Stated goal: From the material below, pick out and copy each line that contains the word "object".

##### Input records

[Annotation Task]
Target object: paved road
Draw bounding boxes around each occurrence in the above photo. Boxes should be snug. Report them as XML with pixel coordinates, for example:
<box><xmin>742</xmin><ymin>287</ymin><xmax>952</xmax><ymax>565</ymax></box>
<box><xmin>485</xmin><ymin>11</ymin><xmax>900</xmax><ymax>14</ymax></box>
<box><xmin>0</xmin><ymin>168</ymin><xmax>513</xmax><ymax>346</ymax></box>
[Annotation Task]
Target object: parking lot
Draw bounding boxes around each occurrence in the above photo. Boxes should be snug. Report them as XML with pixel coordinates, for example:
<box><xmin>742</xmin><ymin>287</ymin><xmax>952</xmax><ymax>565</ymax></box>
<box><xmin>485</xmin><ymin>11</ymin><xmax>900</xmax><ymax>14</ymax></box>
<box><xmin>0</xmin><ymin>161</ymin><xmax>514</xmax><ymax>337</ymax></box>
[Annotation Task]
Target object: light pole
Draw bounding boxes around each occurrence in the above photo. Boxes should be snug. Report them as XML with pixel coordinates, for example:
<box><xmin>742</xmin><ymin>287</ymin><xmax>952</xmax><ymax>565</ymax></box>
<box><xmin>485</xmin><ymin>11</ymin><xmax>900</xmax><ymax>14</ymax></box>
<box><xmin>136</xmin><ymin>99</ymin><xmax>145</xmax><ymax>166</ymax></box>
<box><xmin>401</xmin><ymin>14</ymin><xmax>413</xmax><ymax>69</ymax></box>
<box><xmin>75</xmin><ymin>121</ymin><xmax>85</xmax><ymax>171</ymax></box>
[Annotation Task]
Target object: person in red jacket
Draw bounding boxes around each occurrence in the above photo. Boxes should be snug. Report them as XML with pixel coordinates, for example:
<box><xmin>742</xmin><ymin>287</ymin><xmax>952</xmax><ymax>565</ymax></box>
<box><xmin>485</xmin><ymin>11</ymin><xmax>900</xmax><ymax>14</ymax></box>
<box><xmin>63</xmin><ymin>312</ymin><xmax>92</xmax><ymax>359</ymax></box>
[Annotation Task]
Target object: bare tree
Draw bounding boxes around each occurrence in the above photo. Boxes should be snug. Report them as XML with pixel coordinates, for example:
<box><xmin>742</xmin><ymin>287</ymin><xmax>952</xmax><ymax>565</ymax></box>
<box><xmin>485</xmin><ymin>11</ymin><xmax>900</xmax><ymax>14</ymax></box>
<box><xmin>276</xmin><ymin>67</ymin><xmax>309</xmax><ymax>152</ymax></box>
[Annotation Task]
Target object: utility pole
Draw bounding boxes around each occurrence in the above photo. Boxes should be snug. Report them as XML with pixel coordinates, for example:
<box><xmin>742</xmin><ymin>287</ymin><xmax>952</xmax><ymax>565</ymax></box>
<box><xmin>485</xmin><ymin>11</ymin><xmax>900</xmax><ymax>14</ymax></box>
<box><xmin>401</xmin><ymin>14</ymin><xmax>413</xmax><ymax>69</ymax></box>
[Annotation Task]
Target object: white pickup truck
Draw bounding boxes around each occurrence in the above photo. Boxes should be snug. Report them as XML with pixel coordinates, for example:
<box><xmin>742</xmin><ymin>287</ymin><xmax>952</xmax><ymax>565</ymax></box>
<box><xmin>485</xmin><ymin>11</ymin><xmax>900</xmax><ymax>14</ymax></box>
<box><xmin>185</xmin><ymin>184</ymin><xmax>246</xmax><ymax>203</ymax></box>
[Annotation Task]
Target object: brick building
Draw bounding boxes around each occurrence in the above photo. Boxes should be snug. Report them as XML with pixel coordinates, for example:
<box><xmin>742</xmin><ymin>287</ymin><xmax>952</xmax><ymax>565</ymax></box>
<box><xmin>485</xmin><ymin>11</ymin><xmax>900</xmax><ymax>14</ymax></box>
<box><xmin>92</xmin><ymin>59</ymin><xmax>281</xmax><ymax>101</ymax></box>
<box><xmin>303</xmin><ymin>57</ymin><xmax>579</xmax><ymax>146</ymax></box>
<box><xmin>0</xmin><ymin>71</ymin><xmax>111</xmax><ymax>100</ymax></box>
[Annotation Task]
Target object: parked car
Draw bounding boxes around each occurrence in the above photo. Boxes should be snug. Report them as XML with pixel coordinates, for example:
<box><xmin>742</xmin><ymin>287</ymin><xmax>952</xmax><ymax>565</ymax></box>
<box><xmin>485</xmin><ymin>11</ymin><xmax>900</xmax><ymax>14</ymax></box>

##########

Response to this exercise:
Target object: paved road
Target object: parking lot
Target object: light pole
Target object: person in red jacket
Target object: bare tree
Target object: utility pole
Target object: white pickup truck
Target object: brick building
Target object: parked car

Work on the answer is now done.